## O que fazer:
1 - Liste todas as expressões que o trecho sobre a piedade cristã em Keach usa para designar a Bíblia.
2 - Reescreva a parte do trecho sobre a piedade cristã em Keach que começa nas palavras que contêm "Keach então registra" e termina após "revelada de Deus.", trocando "piedade" por "devoção".
3 - Prossiga com o trecho sobre a piedade cristã em Keach a partir da última frase apresentada.

## Trecho selecionado:
---+---

— Esta série de artigos foi postada inicialmente no blog Herança Batista Pactual e é reproduzida aqui com a permissão do autor. —
No primeiro artigo iniciamos a consideração sobre as convicções do puritano batista Benjamin Keach no que concerne à verdadeira piedade cristã.
Keach então registra que a piedade cristã genuína possui como essência e conteúdo a santa Palavra do Senhor, sendo assim, uma piedade verdadeira está alicerçada e preenchida por um credo que emerge das Sagradas Escrituras. Crer em proposições falsas acerca da pessoa e da obra de Deus consiste em possuir uma fé falsa e consequentemente uma piedade fingida.
Hoje veremos que para Keach a segunda marca de uma piedade genuína é a conformidade da vida à Santa Palavra de Deus. Deste modo, um verdadeiro crente não somente possui um conhecimento adequado do Senhor, mas ao conhecer a Deus e Sua vontade busca conformar-se à vontade revelada de Deus.

---+---

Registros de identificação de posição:
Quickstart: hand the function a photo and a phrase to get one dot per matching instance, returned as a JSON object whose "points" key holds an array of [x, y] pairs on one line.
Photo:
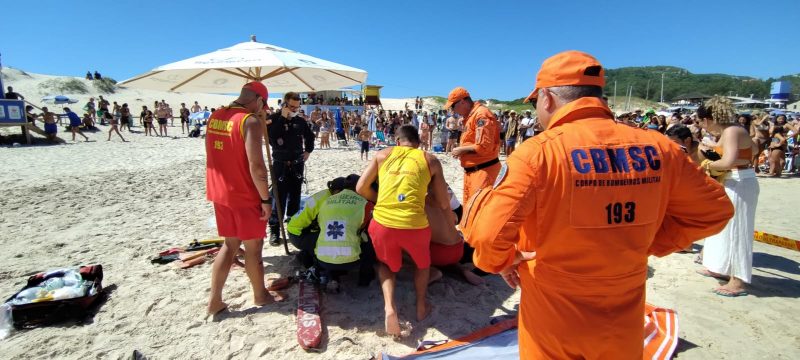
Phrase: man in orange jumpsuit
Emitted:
{"points": [[480, 142], [576, 211]]}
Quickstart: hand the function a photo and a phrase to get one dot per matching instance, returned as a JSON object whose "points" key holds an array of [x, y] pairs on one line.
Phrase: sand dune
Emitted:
{"points": [[118, 204]]}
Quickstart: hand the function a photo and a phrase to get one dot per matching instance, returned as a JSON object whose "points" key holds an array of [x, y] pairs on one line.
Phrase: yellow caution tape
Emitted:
{"points": [[212, 241], [776, 240]]}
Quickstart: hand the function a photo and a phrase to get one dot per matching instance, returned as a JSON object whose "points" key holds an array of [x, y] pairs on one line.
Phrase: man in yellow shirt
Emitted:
{"points": [[406, 175]]}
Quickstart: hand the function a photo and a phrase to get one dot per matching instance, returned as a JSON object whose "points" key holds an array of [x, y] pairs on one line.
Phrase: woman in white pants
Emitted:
{"points": [[729, 254]]}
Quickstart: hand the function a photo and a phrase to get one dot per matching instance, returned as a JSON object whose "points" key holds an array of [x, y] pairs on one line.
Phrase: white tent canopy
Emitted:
{"points": [[226, 70]]}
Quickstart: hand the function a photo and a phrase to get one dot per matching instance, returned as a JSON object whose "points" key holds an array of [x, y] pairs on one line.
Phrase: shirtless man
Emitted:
{"points": [[399, 223], [184, 112], [452, 127], [146, 118], [316, 116], [364, 136], [163, 113], [424, 134]]}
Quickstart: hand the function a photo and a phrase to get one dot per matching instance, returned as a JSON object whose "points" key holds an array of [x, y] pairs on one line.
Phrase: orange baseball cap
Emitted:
{"points": [[455, 95], [568, 68], [258, 88]]}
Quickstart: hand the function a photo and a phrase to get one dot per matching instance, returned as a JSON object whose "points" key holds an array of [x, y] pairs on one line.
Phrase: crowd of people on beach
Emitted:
{"points": [[402, 205]]}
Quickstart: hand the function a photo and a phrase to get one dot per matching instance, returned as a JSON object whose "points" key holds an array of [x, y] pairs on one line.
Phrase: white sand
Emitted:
{"points": [[118, 204]]}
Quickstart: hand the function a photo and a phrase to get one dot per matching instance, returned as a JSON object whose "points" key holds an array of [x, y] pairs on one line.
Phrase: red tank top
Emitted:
{"points": [[228, 179]]}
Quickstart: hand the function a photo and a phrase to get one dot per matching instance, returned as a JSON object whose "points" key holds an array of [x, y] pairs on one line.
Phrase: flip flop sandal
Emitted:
{"points": [[707, 273], [727, 293]]}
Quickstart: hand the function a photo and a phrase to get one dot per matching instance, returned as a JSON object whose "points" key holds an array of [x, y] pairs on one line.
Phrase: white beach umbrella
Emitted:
{"points": [[225, 71]]}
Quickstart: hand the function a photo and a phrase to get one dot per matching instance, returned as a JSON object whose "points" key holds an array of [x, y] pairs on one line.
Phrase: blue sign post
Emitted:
{"points": [[2, 88], [12, 112]]}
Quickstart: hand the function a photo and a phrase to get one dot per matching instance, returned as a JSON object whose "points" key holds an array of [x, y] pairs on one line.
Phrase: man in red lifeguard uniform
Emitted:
{"points": [[236, 182]]}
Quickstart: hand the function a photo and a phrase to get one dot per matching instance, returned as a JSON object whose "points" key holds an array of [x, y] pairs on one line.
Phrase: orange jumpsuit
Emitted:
{"points": [[593, 199], [481, 130]]}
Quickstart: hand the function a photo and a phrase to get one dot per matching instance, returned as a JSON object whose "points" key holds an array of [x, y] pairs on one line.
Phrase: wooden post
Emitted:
{"points": [[275, 194]]}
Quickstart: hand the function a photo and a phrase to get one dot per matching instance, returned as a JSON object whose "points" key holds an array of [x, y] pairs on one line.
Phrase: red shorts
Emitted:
{"points": [[390, 244], [241, 223], [443, 255]]}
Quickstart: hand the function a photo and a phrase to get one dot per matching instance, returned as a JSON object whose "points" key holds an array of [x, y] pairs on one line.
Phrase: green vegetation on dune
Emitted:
{"points": [[646, 82], [63, 86], [105, 85]]}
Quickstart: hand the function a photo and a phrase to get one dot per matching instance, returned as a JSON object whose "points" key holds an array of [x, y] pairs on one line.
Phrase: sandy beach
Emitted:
{"points": [[118, 204]]}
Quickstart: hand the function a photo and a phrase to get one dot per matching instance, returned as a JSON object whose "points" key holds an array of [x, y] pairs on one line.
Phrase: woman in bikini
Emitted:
{"points": [[113, 120], [729, 254], [777, 151]]}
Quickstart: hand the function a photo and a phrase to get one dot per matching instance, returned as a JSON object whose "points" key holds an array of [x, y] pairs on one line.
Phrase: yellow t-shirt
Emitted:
{"points": [[403, 184]]}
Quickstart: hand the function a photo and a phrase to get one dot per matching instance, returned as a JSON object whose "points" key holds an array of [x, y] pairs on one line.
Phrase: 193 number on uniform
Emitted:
{"points": [[615, 214]]}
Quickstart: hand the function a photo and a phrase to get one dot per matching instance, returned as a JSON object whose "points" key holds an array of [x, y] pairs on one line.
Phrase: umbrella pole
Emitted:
{"points": [[275, 194]]}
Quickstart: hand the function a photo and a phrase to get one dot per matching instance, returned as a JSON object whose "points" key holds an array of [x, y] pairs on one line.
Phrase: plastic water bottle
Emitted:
{"points": [[67, 293], [27, 296], [53, 284], [72, 278]]}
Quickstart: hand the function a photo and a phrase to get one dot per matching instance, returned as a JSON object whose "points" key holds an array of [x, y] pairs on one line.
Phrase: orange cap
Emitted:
{"points": [[568, 68], [455, 95], [258, 88]]}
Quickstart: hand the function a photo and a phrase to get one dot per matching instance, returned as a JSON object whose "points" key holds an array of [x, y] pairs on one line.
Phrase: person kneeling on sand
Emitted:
{"points": [[400, 224], [342, 243], [447, 244], [237, 184]]}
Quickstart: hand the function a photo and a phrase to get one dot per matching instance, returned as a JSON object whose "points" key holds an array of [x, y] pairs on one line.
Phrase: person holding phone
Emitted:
{"points": [[292, 142]]}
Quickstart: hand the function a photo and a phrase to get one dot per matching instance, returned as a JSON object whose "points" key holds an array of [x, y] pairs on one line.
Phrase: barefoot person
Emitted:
{"points": [[75, 124], [728, 255], [163, 113], [399, 222], [237, 184], [364, 135], [50, 126], [590, 200], [146, 117], [114, 122]]}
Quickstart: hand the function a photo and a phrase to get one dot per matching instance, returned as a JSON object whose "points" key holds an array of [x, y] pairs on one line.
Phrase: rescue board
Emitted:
{"points": [[309, 322]]}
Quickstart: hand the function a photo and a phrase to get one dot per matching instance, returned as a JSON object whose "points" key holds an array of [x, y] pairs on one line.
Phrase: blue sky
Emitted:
{"points": [[410, 47]]}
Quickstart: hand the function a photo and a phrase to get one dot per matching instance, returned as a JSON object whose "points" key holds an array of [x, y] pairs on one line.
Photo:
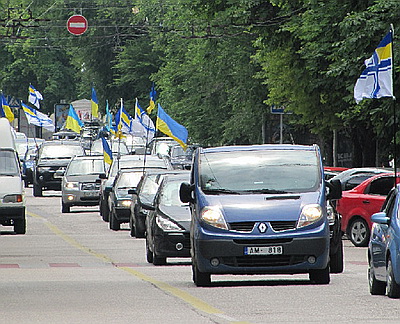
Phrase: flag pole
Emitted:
{"points": [[394, 113]]}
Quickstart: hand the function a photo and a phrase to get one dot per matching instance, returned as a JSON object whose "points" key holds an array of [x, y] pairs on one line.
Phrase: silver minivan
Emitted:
{"points": [[12, 194]]}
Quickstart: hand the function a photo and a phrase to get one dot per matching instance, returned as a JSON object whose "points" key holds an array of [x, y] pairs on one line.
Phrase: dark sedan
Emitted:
{"points": [[119, 199], [168, 223]]}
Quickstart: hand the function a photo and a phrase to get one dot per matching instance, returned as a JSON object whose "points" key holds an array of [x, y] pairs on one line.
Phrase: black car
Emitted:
{"points": [[144, 195], [119, 198], [52, 159], [168, 222], [180, 158]]}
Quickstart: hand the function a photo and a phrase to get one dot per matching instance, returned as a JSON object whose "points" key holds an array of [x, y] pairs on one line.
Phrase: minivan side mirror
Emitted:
{"points": [[186, 193], [132, 191], [334, 190]]}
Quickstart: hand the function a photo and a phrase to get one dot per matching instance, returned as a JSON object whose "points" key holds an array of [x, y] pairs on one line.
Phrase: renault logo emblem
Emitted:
{"points": [[262, 228]]}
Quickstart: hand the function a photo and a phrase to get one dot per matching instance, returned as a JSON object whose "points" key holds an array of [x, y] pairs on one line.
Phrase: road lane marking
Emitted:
{"points": [[195, 302], [184, 296]]}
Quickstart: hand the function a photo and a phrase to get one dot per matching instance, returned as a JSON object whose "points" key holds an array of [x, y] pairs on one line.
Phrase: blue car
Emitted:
{"points": [[384, 247], [259, 209]]}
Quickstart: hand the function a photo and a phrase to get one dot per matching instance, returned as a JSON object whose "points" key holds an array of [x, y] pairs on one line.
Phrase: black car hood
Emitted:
{"points": [[180, 215], [54, 162]]}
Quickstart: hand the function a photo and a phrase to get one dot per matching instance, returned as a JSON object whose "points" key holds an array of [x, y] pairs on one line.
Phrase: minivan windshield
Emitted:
{"points": [[83, 167], [8, 163], [259, 171]]}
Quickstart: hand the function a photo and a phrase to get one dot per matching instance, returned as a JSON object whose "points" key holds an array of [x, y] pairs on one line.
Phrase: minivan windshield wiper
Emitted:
{"points": [[268, 191], [217, 191]]}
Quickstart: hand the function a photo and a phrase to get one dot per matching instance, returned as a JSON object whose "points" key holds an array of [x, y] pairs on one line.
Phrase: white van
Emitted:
{"points": [[12, 195]]}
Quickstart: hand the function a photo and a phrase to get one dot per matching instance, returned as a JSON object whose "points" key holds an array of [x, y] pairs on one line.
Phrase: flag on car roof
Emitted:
{"points": [[144, 120], [153, 95], [37, 118], [376, 80], [95, 104], [108, 123], [122, 120], [34, 96], [171, 128], [107, 153], [5, 109], [73, 121]]}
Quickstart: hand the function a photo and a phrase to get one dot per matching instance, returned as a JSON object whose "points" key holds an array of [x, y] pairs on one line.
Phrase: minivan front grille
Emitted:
{"points": [[242, 226], [90, 186], [258, 241], [263, 260], [278, 226]]}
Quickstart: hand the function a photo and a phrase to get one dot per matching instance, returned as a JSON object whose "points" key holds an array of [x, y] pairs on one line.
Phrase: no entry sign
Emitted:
{"points": [[77, 24]]}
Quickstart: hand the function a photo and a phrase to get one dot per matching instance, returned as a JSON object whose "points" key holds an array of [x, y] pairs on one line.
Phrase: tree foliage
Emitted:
{"points": [[217, 65]]}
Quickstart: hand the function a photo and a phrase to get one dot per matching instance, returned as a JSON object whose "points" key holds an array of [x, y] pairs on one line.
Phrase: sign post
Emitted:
{"points": [[279, 111], [77, 24]]}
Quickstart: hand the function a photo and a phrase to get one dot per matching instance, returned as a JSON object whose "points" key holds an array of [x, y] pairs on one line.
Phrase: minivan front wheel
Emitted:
{"points": [[20, 226], [392, 287], [320, 276], [200, 279], [37, 190], [359, 232]]}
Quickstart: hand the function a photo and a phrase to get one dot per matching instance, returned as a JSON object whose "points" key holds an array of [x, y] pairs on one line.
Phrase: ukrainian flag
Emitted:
{"points": [[6, 110], [376, 80], [152, 104], [144, 119], [123, 120], [95, 104], [108, 118], [34, 96], [107, 152], [171, 128], [73, 122]]}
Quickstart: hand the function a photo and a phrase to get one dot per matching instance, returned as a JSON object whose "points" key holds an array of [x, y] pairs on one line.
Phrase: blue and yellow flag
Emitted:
{"points": [[123, 120], [108, 124], [152, 104], [171, 128], [6, 110], [34, 96], [37, 118], [107, 153], [95, 104], [144, 119], [73, 121], [376, 80]]}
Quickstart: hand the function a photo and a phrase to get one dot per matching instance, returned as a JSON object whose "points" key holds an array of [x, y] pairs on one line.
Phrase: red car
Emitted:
{"points": [[357, 205]]}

---+---

## Respostas finais:
1 - santa Palavra do Senhor; Sagradas Escrituras; Santa Palavra de Deus

2 -
Keach então registra que a devoção cristã genuína possui como essência e conteúdo a santa Palavra do Senhor, sendo assim, uma devoção verdadeira está alicerçada e preenchida por um credo que emerge das Sagradas Escrituras. Crer em proposições falsas acerca da pessoa e da obra de Deus consiste em possuir uma fé falsa e consequentemente uma devoção fingida.
Hoje veremos que para Keach a segunda marca de uma devoção genuína é a conformidade da vida à Santa Palavra de Deus. Deste modo, um verdadeiro crente não somente possui um conhecimento adequado do Senhor, mas ao conhecer a Deus e Sua vontade busca conformar-se à vontade revelada de Deus.

3 -
Como explica Keach:
Não é meramente seguir os princípios naturais da moralidade ou um conhecimento dogmático e teórico dos Evangelhos sagrados e seus preceitos, mas uma conformidade fiel aos princípios do Evangelho, cumprindo nossos deveres com a melhor predisposição para com Deus, bem como para com os homens, para que nossa consciência permaneça livre de ofensas a ambos (Atos 24:16).
Consiste em abandonar o pecado e odiá-lo como o pior mal e apegar-se a Deus de todo coração, valorizando-o acima de todas as coisas, desejando sujeitar-se ao princípio do amor divino, a todas as suas leis e comandos. É dizer com o salmista: “Quem eu tenho no céu senão a ti?” (Salmo 73:25) […].
Qualquer impressão inicial ou equivocada de que Keach possuía uma noção fria e intelectual de piedade é removida por completo aqui, muito para além disso, Keach demonstra uma firme certeza de que a genuína piedade não somente tem a Palavra de Deus como conteúdo, mas que esse relacionamento do crente para com a Palavra do Senhor é vivo.
Conhecer a Palavra é conhecer o Deus que Se revela, e quando essa contemplação do Senhor é real, conduzida pelo Espírito nos corações, tem como consequência inevitável o prazer em submeter-se ao Senhor e o ódio e repulsa por toda a maldade e pecado. Conformar-se à Palavra é honrar a Deus por entender que Ele é o bem supremo da alma.
Uma Ruptura com a Intelectualidade Morta
Uma das lições importantes que Keach nos comunica ao listar como marca da genuína piedade uma vida conformada a Palavra de Deus, é que Cristo quando nos salva redime não somente a nossa mente, mas também o nosso coração.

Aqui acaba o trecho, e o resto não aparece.